Aim of the exercise: Copy out the records without any changes. Start at the line that contains "Practice step: indicate the walnut" and continue through the end of the records.

Items in a dataset:
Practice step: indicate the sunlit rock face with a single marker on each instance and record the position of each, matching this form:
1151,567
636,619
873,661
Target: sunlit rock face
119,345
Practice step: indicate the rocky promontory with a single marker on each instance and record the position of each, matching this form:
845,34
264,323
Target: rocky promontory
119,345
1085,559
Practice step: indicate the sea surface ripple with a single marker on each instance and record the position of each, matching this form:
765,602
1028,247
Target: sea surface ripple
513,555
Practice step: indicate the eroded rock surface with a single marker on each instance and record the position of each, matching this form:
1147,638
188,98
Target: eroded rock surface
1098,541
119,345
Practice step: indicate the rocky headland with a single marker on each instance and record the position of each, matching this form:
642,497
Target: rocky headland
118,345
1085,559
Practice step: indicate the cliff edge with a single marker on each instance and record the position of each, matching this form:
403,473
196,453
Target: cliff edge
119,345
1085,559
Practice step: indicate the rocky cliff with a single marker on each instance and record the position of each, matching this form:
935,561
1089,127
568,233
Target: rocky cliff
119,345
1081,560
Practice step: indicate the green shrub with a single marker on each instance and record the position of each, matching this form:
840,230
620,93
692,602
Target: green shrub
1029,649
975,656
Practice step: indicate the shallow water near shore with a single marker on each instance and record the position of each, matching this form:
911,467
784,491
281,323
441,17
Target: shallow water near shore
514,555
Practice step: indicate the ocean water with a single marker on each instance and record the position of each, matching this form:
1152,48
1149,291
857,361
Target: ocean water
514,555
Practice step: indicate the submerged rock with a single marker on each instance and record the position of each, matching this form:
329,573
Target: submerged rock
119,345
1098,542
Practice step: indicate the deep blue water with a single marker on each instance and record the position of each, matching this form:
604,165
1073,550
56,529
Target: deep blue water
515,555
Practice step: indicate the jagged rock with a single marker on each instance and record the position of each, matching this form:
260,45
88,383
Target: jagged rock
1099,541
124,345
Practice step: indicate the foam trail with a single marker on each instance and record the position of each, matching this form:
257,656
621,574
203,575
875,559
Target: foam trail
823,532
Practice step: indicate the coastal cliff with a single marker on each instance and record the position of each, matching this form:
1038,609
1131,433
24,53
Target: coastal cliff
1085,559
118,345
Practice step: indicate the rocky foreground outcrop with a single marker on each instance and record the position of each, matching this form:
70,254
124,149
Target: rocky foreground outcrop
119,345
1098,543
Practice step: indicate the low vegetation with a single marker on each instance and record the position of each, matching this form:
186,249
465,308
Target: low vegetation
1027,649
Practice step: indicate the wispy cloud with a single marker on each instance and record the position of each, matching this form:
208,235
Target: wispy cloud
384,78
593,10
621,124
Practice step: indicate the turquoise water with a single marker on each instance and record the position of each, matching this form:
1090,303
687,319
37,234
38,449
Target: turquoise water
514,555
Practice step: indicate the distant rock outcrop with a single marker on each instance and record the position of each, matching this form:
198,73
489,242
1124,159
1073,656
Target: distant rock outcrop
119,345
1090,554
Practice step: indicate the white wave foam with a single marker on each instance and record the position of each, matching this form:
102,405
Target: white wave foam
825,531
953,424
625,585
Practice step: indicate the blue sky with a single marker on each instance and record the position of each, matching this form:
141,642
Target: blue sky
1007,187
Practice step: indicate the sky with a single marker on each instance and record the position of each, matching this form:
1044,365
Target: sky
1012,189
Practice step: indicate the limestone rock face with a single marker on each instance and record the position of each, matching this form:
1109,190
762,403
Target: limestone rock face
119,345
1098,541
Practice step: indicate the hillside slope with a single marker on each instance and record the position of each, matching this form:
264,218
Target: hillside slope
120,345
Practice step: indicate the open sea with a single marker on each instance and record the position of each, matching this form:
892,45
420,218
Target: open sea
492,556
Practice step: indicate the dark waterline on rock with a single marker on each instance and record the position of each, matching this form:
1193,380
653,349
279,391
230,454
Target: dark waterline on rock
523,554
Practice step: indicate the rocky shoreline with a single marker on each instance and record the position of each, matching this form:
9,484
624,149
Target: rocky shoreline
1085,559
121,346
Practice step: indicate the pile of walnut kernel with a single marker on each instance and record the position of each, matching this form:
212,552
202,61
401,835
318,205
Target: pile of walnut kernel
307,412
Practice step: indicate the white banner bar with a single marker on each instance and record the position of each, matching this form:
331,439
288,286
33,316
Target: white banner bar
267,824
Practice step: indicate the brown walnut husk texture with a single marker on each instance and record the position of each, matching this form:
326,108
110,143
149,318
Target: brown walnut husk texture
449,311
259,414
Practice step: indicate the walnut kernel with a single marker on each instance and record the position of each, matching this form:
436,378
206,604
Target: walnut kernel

Response:
Practice step: indicate the walnut kernel with a single marker on each instance and record the position of each, matching this form:
436,378
206,604
Target: walnut kernel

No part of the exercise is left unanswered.